Saved entries
+---+
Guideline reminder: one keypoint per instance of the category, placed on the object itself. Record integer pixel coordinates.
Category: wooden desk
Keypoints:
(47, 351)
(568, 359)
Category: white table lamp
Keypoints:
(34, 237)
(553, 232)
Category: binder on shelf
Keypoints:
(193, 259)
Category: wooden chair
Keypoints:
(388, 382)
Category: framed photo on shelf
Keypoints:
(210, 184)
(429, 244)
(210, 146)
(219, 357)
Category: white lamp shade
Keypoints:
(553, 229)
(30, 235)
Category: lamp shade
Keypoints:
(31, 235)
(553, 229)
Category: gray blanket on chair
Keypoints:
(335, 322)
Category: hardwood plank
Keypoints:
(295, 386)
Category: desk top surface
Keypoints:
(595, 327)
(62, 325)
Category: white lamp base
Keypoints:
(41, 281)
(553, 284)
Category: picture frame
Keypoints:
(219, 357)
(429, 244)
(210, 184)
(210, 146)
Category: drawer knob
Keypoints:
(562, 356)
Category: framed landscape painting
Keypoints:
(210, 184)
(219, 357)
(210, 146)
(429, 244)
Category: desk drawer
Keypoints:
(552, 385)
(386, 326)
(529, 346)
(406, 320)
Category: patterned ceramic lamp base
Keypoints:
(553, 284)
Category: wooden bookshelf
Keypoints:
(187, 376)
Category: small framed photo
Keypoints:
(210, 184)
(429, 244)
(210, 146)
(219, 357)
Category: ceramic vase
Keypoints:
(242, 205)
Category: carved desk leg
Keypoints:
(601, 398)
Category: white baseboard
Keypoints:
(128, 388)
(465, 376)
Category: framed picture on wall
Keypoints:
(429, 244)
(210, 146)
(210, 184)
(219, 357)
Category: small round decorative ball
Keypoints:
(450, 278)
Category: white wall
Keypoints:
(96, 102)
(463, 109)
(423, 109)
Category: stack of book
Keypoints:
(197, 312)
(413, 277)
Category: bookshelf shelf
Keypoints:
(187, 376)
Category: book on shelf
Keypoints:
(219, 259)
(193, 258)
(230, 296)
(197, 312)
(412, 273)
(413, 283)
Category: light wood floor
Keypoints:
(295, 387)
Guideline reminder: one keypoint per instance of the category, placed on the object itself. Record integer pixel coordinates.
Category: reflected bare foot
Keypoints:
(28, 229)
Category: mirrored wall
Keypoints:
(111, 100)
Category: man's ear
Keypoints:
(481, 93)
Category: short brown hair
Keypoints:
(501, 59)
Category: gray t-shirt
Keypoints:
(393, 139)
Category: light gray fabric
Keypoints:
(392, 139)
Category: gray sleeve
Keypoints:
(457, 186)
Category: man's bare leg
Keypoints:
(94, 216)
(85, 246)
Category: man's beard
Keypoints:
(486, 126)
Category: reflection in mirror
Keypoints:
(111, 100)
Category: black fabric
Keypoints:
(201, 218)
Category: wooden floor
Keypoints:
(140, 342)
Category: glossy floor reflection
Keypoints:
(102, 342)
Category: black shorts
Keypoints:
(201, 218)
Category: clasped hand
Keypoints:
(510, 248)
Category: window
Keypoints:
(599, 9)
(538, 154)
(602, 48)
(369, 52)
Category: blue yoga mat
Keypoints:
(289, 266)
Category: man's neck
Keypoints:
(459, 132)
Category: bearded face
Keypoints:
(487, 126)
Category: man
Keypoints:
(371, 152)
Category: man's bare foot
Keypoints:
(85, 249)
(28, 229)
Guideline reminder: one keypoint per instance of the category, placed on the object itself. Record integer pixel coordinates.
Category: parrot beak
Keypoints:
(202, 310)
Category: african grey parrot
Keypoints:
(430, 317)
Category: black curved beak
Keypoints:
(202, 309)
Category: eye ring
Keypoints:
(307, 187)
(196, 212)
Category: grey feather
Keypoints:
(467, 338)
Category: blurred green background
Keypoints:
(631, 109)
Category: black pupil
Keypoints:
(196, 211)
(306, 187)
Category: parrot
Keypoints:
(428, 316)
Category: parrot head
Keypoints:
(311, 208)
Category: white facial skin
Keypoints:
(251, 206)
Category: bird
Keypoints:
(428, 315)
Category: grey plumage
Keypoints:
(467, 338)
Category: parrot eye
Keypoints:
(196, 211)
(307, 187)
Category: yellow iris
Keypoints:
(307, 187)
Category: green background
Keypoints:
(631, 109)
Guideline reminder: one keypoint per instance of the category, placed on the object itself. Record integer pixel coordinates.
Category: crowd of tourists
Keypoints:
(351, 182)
+---+
_REQUIRED ACTION_
The lines from the one containing "Category: bearded face" through the final line of the entries above are to be printed exactly, with nothing added.

_THE COMPLETED TASK_
Category: bearded face
Keypoints:
(487, 126)
Category: man
Keypoints:
(371, 152)
Category: man's bare foot
Keypoints:
(85, 249)
(28, 229)
Guideline reminder: one keypoint per instance of the category, placed on the object itself. Record integer pixel coordinates.
Category: parrot beak
Keypoints:
(202, 310)
Category: african grey parrot
Keypoints:
(430, 317)
Category: black curved beak
Keypoints:
(202, 309)
Category: eye ring
Keypoints:
(307, 187)
(196, 212)
Category: grey feather
Keypoints:
(467, 338)
Category: blurred green background
Keypoints:
(631, 109)
Category: black pupil
Keypoints:
(196, 211)
(306, 187)
Category: parrot
Keypoints:
(428, 316)
Category: parrot head
Keypoints:
(311, 208)
Category: white facial skin
Keypoints:
(251, 206)
Category: bird
Keypoints:
(428, 315)
Category: grey plumage
Keypoints:
(467, 338)
Category: parrot eye
Keypoints:
(196, 211)
(307, 187)
Category: yellow iris
Keypoints:
(307, 187)
Category: green background
Keypoints:
(631, 109)
Guideline reminder: one keypoint per instance of the category, placed on the object itself. Record integer pixel coordinates.
Category: crowd of tourists
Keypoints:
(351, 182)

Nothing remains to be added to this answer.